Reproduce the entire listing below verbatim, omitting the pictures.

Part of a data file
— Start —
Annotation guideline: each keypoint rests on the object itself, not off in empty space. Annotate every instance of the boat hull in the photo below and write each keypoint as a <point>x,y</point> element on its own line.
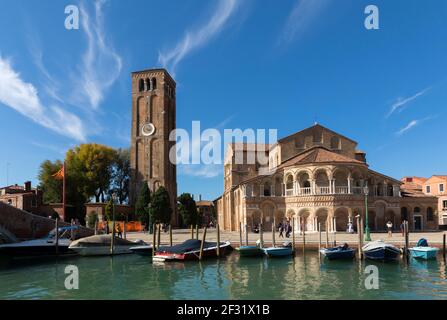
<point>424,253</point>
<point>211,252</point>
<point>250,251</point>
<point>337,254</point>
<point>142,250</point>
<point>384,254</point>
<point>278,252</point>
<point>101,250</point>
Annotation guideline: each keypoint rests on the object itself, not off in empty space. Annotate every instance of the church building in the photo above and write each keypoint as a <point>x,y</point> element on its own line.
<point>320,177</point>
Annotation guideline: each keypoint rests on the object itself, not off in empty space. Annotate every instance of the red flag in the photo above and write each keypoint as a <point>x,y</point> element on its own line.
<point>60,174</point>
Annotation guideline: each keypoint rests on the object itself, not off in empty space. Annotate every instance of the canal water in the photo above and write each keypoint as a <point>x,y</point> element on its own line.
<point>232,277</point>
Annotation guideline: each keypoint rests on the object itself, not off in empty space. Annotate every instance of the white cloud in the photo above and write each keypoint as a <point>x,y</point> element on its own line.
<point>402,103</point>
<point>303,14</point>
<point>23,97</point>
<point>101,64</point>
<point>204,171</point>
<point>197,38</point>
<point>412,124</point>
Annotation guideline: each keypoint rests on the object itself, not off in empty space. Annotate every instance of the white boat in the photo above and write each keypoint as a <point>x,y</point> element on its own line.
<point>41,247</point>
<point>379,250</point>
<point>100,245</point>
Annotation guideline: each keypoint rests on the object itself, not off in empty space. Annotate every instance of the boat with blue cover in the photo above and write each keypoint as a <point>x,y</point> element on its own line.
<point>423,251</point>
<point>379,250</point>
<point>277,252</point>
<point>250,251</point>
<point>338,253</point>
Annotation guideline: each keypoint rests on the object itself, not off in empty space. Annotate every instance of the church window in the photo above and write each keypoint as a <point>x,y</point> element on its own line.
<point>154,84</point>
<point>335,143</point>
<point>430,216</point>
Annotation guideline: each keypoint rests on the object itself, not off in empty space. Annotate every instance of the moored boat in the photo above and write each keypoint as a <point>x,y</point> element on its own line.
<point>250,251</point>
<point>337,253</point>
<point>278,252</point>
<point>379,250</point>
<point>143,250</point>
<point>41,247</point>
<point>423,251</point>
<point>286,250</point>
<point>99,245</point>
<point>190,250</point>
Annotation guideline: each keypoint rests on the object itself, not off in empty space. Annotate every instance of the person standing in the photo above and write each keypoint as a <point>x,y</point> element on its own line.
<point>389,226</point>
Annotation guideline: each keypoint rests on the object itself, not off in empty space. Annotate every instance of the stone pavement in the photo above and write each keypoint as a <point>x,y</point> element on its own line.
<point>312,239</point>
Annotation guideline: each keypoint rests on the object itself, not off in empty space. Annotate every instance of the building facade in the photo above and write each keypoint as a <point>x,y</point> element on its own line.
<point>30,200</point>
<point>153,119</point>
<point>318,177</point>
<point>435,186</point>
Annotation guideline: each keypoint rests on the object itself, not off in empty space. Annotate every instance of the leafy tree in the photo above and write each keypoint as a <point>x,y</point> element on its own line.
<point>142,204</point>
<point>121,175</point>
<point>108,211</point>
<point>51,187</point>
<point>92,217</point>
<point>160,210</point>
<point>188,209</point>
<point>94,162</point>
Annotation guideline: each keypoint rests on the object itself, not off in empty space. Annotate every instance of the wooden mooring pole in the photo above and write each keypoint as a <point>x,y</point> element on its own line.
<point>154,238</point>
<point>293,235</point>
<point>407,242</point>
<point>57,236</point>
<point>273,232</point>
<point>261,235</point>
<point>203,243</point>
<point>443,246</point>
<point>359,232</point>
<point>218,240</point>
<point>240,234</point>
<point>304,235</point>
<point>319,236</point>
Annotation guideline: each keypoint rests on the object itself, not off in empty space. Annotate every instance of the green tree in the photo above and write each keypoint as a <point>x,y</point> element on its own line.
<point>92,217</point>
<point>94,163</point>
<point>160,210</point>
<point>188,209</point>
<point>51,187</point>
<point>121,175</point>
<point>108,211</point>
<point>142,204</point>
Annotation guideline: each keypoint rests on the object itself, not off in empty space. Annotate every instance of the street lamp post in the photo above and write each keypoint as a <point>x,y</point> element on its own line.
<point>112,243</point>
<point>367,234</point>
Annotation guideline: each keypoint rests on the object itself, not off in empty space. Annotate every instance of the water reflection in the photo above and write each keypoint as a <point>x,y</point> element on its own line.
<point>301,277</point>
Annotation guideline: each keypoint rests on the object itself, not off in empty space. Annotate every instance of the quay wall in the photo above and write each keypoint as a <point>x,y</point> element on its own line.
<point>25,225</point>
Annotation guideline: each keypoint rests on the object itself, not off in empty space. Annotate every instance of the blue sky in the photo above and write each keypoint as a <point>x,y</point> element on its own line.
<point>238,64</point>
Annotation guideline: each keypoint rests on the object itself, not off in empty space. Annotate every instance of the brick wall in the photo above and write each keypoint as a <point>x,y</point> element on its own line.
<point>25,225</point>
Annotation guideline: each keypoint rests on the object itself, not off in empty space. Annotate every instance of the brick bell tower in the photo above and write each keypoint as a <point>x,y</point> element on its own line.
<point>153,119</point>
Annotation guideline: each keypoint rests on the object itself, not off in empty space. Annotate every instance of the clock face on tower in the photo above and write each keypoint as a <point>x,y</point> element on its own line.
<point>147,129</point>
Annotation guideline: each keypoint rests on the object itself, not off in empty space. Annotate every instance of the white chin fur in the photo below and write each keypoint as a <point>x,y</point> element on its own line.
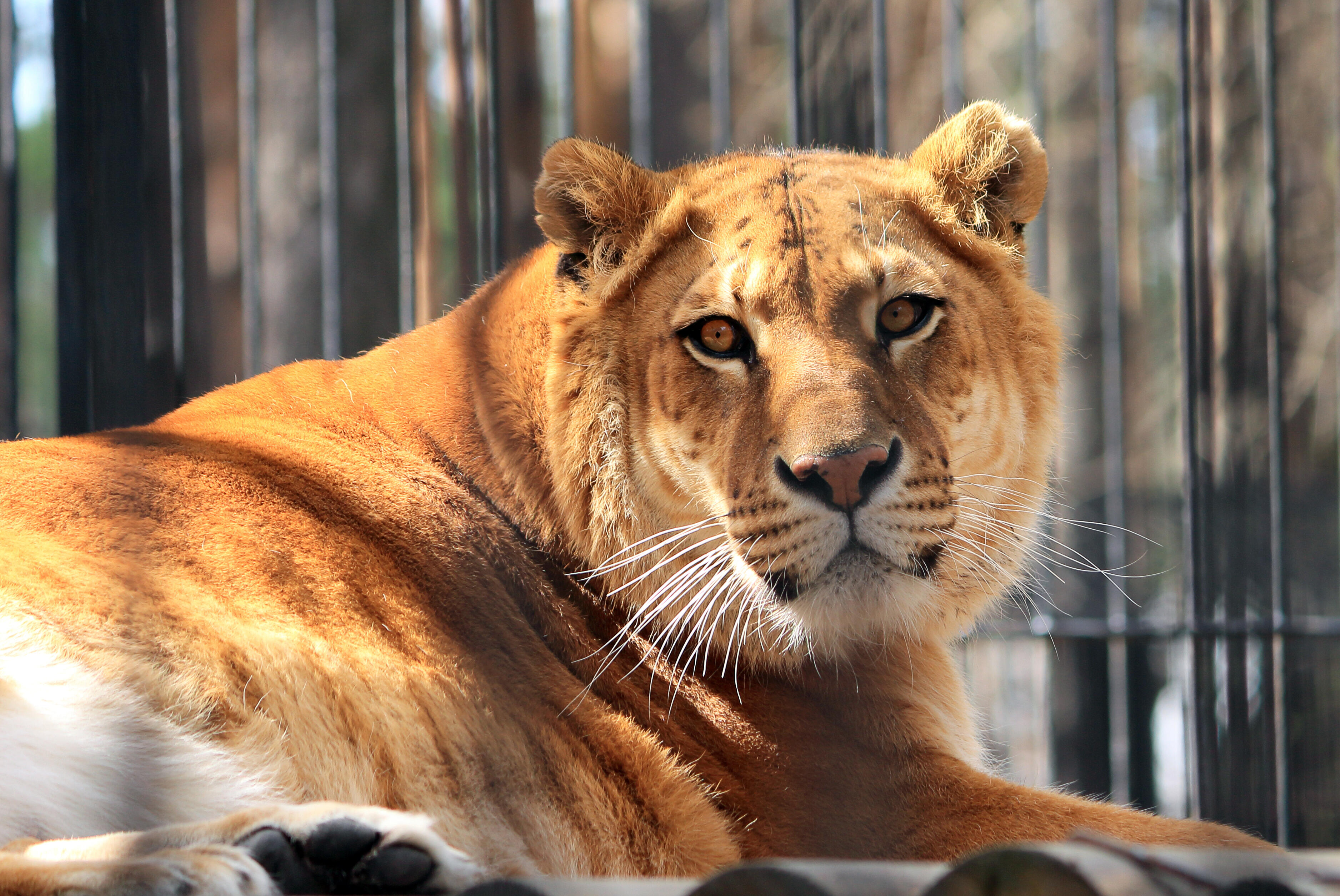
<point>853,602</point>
— End —
_COMPLETED TASK_
Annotation guideline: each keypoint rests on the object itself, not off in empty space. Annotate every instance of the boat hull in the photo below and write each keypoint as a <point>x,y</point> element on its own line.
<point>424,253</point>
<point>211,252</point>
<point>250,251</point>
<point>337,254</point>
<point>142,250</point>
<point>384,254</point>
<point>278,252</point>
<point>101,250</point>
Annotation guideline: each keypoint rests on the object itself, not off in empty space. Annotate every instance of the church building in the photo above and write each keypoint as a <point>x,y</point> element on its own line.
<point>320,177</point>
Annotation guideline: each keypoint rests on the object itself, not off in empty space. Annotate every instance of the red flag in the photo above and write each keypoint as a <point>x,y</point> element on its own line.
<point>60,174</point>
Annotation guideline: each keypoint rests on the object itself, not off in empty space. Annotate every instance of the canal water in the photo above and write each keypoint as a <point>x,y</point> element on its own line.
<point>232,277</point>
Annotation guideline: each keypoint rests on the object itself, not off in empty space. Annotate every instance of the white cloud in the photo above and write each keypoint as a <point>x,y</point> element on its own line.
<point>402,103</point>
<point>303,14</point>
<point>23,97</point>
<point>101,64</point>
<point>204,171</point>
<point>197,38</point>
<point>412,124</point>
Annotation guideline: each keypoint rests on the object itself, not off in empty space. Annotate every instance of the white boat in the photo above and write each keypoint as a <point>x,y</point> element on its own line.
<point>41,247</point>
<point>379,250</point>
<point>100,245</point>
Annotation guideline: each keypoint rests on the object itself, not off in empty space. Annotate every instance of the boat with blue cover in the photo above and write each keypoint as a <point>x,y</point> element on its own line.
<point>423,251</point>
<point>379,250</point>
<point>277,252</point>
<point>250,251</point>
<point>338,253</point>
Annotation guideline: each keypoint rests on the object itself, not off in empty space. Annotate every instance of the church window in the photo above and write each keypoint as a <point>x,y</point> element on its own line.
<point>154,84</point>
<point>335,143</point>
<point>430,216</point>
Annotation guideline: each keypoint rests on the object itself, not off in empty space. Annotate every instance of the moored boat in the photo above and write each keypoint as a <point>x,y</point> element on its own line.
<point>250,251</point>
<point>337,253</point>
<point>278,252</point>
<point>379,250</point>
<point>143,250</point>
<point>41,247</point>
<point>423,251</point>
<point>286,250</point>
<point>99,245</point>
<point>190,250</point>
Annotation guideline: each keypoint rests on the object itself, not off in empty space. Annotate every instance of the person standing in the photo above and write each keypoint as a <point>x,y</point> element on its own line.
<point>389,226</point>
Annotation guideline: each keypoint rests on the object itself, not off in empty space. Annotate every instance of the stone pavement in the photo above and write each keypoint as a <point>x,y</point> element on its own line.
<point>312,239</point>
Annotation guideline: each keypoint rests on the object itself, not off in empty space. Annotate every instance of the building facade in the photo above and write each keypoint as a <point>x,y</point> element on its own line.
<point>30,200</point>
<point>153,119</point>
<point>318,177</point>
<point>435,186</point>
Annotation guideline: each keypoint rests on the object itself, not off in empty space. Annotate every instance of the leafy tree in the photo above and write each keypoint as a <point>x,y</point> element on its own line.
<point>142,204</point>
<point>121,175</point>
<point>108,211</point>
<point>51,187</point>
<point>92,217</point>
<point>160,210</point>
<point>188,209</point>
<point>94,162</point>
Annotation guideline: each keypoint rests on the object itself, not off in empty space. Annotate every instance of the wooden mooring pole in the photo above and write each keypoint as a <point>x,y</point> element on its own line.
<point>154,238</point>
<point>293,235</point>
<point>407,242</point>
<point>57,236</point>
<point>273,232</point>
<point>261,235</point>
<point>203,243</point>
<point>443,246</point>
<point>359,232</point>
<point>218,240</point>
<point>240,234</point>
<point>304,235</point>
<point>319,236</point>
Annotation guideline: each keypoint rests on the object itself, not off in empty space. Annotate every instance of the green tree in the photo above and write each keypoint as a <point>x,y</point> element on its own line.
<point>92,217</point>
<point>94,163</point>
<point>160,210</point>
<point>188,209</point>
<point>51,187</point>
<point>121,175</point>
<point>108,211</point>
<point>142,204</point>
Annotation guideline: each keypoint rests on the object itself, not off in empty space. Annotate every instance of the street lamp post in the photo above and write each keypoint as a <point>x,y</point> element on its own line.
<point>112,243</point>
<point>367,234</point>
Annotation guideline: each keypoint rests on the object itself, not off in empty space. Annotate every instance of the water reflection in the photo above and write each keypoint as a <point>x,y</point> element on its own line.
<point>301,277</point>
Annotation guideline: each keypoint rests on the object itself, not off in empty space. Annotate every instance of the quay wall in the photo above and write each keypoint as a <point>x,y</point> element on its own line.
<point>25,225</point>
Annotation guideline: each keypoint rests on the object itself, not off in empty space. Annotate every instance of the blue sky in the photo above and write each keypoint as a <point>x,y</point> element on its own line.
<point>238,64</point>
Annotation guideline: each keypoint rests on the object itself, not off in empty space. Annotate every instance of the brick wall in the photo above and write each keypoint as a <point>x,y</point> element on its own line.
<point>25,225</point>
Annotation guideline: each keypoint rests on the object itself, not off in empty space. Annotate every instance of the brick bell tower in the photo above and write each keypoint as a <point>x,y</point> element on its own line.
<point>153,119</point>
Annotation guideline: each keypoint rests on the object itself, not off in empty space. Annotate every instance of the clock face on tower in the photo above and write each keypoint as a <point>x,y</point> element on its own line.
<point>147,129</point>
Annotation guideline: each keypoint rests on the object itself, not off in empty space. Annotate every instance of the white chin fur in the photo below and write each keypoint as a <point>x,y</point> element on its own line.
<point>853,602</point>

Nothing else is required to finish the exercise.